**SHORT PROBLEM A:**
Please transcribe everything in the article on Australia's reading problem from "The report recommends" down to "becoming proficient readers.".
**SHORT PROBLEM B:**
Write the next part of the article on Australia's reading problem, picking up after its last sentence.

-------- TEXT SHOWN

Sound Waves Literacy 12/4/24

In February 2024 the Grattan Institute published a report entitled The Reading Guarantee: How to give every child the best chance of success and it opened with a confronting fact: ’Australia has a reading problem. A third of our children can’t read proficiently.’ 1

Australia needs a reading revolution. Why?

The report attributes Australia’s poor reading results to a lack of evidence-based teaching. Specifically, it identifies two main approaches that have been used in classrooms that have contributed to the high percentage of struggling readers. The first is the whole language approach to reading, which was popular in the 1970s and still persists in many classrooms. And the second is the balanced literacy approach, which the report describes as ‘contrary to scientific recommendations’.

According to the report, a reading revolution is required to replace these ineffective practices with an evidence-informed structured literacy approach. Structured literacy involves the explicit teaching of essential skills, such as systematic synthetic phonics and phonemic awareness, that are necessary for developing proficient readers. Ensuring every student in Australia has access to best-practice teaching requires a commitment from governments, policymakers, teacher training institutions, school leaders and classroom teachers.

What is the Reading Guarantee?

The report recommends governments and school leaders commit to a 10-year, six-step Reading Guarantee as follows:

Step 1: Commit to at least 90% of students becoming proficient readers.

Step 2: Give teachers and school leaders specific guidelines on how to teach reading according to the evidence.

Step 3: Ensure schools have the high-quality curriculum materials and assessments teachers need to teach reading well.

Step 4: Require all schools to do universal screening of reading skills and help students falling behind to catch up.

Step 5: Ensure teachers have the knowledge and skills they need to teach reading well, through essential training and new quality-assured micro-credentials, and by creating specialist literacy teacher roles.

Step 6: Encourage best-practice teaching through closer monitoring and strengthened school performance reviews.

How does Sound Waves Literacy help students become proficient readers and spellers?

Sound Waves Literacy is a whole-school, evidence-informed program aligned with the Science of Reading. Designed to support best-practice literacy instruction, it employs a structured literacy approach that incorporates phonemic awareness, synthetic phonics, morphology and etymology. Sound Waves Literacy lessons follow the Gradual Release of Responsibility pedagogy, with explicit teaching and targeted consolidation for students.

As part of the structured program, the early years include a strong focus on beginning reading instruction. The Sound Waves Decodable Readers for Foundation and Year 1 ensure teachers can provide an engaging reading experience for beginning readers. Each book has been meticulously written within tightly controlled parameters that adhere to Sound Waves Literacy’s systematic synthetic phonics sequence. Once teachers have explicitly taught a phoneme–grapheme relationship, they use the corresponding projectable Decodable Reader for modelled and shared reading. Students then use the class sets of the books for independent reading practice. This allows students to apply the phoneme–grapheme knowledge learnt in the corresponding lessons directly to reading continuous, meaningful texts. Over time, this leads to rapid and accurate word recognition and improves reading fluency.

----------------
-------- ENTRIES SHOWN

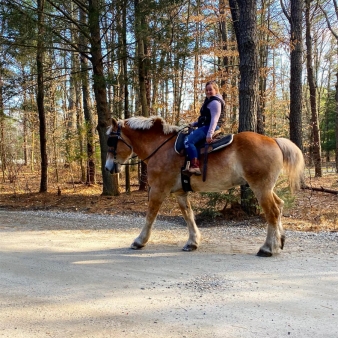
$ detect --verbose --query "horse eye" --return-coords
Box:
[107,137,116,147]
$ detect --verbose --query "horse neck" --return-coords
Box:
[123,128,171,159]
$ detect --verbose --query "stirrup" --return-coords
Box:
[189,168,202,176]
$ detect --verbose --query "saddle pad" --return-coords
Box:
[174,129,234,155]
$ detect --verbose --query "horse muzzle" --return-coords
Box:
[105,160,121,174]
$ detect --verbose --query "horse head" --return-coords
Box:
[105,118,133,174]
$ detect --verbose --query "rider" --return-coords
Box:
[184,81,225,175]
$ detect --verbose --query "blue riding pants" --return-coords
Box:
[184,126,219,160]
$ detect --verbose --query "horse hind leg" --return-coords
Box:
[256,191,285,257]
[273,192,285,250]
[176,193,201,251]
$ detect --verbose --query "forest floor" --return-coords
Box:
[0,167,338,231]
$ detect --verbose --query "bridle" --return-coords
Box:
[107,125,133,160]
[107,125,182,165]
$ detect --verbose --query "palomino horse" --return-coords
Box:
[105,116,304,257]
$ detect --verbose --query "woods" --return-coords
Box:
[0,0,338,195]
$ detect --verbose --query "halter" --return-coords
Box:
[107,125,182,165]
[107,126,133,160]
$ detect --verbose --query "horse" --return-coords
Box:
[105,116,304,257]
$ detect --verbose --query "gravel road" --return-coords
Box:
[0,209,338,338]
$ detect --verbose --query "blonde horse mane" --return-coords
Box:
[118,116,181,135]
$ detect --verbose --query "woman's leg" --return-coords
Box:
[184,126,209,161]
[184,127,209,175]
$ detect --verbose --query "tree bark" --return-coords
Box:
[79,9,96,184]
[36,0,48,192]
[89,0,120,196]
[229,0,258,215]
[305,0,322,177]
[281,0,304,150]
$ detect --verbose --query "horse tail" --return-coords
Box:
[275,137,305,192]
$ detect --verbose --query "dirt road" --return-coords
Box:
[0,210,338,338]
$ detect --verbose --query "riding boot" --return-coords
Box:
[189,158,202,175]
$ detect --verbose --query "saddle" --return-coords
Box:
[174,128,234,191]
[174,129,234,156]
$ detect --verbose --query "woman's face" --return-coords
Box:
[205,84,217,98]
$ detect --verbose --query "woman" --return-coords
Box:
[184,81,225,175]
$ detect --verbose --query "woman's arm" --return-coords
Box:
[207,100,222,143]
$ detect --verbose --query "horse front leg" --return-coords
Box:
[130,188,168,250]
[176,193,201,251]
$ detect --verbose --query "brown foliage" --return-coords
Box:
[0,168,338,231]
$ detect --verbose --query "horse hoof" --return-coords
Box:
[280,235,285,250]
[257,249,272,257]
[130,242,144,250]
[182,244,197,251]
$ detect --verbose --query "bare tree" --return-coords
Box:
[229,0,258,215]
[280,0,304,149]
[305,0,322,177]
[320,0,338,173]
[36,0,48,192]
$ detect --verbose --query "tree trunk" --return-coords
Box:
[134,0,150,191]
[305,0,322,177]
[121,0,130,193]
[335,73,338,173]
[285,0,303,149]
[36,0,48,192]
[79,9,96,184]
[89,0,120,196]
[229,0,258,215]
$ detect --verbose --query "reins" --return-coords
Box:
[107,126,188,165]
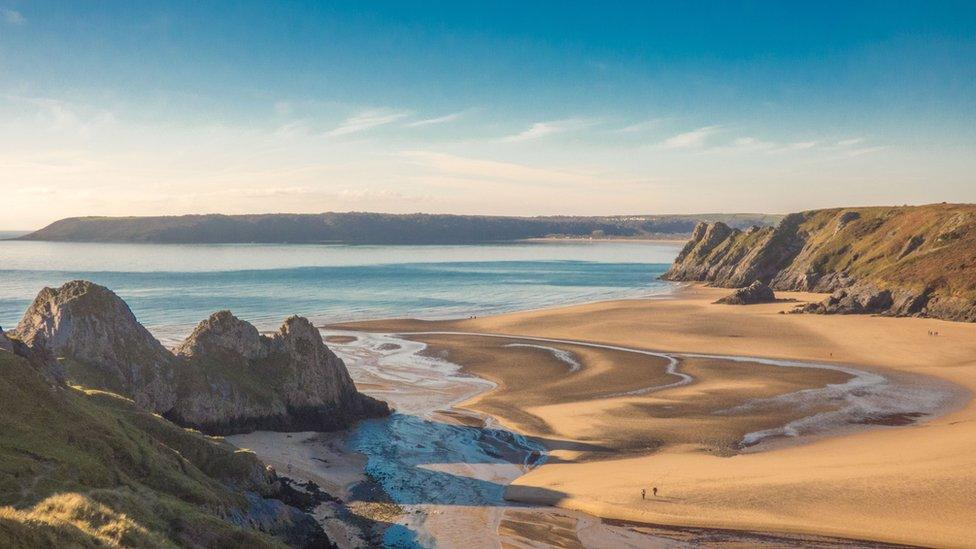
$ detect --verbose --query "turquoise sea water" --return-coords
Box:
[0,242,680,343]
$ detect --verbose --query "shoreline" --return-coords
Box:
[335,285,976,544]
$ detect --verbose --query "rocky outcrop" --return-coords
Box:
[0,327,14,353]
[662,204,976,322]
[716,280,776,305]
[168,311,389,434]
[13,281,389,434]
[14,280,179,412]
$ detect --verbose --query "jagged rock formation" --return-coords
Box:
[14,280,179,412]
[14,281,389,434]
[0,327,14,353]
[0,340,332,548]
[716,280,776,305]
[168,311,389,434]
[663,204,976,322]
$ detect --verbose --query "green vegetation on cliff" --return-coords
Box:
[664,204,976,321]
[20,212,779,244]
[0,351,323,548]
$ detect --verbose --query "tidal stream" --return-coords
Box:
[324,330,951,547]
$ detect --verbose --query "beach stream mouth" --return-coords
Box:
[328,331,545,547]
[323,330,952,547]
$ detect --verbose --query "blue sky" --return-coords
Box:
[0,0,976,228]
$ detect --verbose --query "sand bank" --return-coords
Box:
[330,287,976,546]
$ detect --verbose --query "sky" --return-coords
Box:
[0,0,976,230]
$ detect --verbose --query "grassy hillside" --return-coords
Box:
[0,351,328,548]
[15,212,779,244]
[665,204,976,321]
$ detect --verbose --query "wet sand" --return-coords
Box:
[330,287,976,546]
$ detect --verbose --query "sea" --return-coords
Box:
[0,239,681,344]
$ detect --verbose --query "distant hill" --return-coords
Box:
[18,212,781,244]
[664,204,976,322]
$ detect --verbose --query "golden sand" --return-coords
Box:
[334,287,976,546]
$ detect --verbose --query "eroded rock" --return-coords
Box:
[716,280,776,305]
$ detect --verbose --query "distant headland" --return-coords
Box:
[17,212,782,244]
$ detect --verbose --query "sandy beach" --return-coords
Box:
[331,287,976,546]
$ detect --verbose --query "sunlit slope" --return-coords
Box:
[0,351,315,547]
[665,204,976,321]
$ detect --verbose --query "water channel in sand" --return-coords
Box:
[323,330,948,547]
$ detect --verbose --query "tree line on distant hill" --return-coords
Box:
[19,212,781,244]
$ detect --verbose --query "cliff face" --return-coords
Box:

----------------

**TASK ANSWER A:**
The report recommends governments and school leaders commit to a 10-year, six-step Reading Guarantee as follows:

Step 1: Commit to at least 90% of students becoming proficient readers.

**TASK ANSWER B:**
What’s more the books are available in three levels of difficulty (Support, Core and Extended) so every student can achieve reading success.

What curriculum and assessment material is provided with Sound Waves Literacy?  

Teachers are thoroughly supported with planning documents, including:
Scope and Sequence F–6
Australian Curriculum Match F–6
Victorian Curriculum Match F–6
NSW Syllabus Match Early Stage 1
NSW Syllabus Match Stage 1
NSW Syllabus Match Stage 2
NSW Syllabus Match Stage 3

Sound Waves Literacy also includes an extensive set of reading and spelling assessments to monitor students’ progress. The assessment resources include clear instructions for implementing each type of assessment, along with spreadsheets or recording sheets for results. Remediation resources are also available so teachers can provide targeted remediation to students who require additional support.

What support is provided to teachers implementing Sound Waves Literacy?

To ensure the program is effectively implemented across your whole school, free professional learning and ongoing support is provided by a team of highly experienced education consultants.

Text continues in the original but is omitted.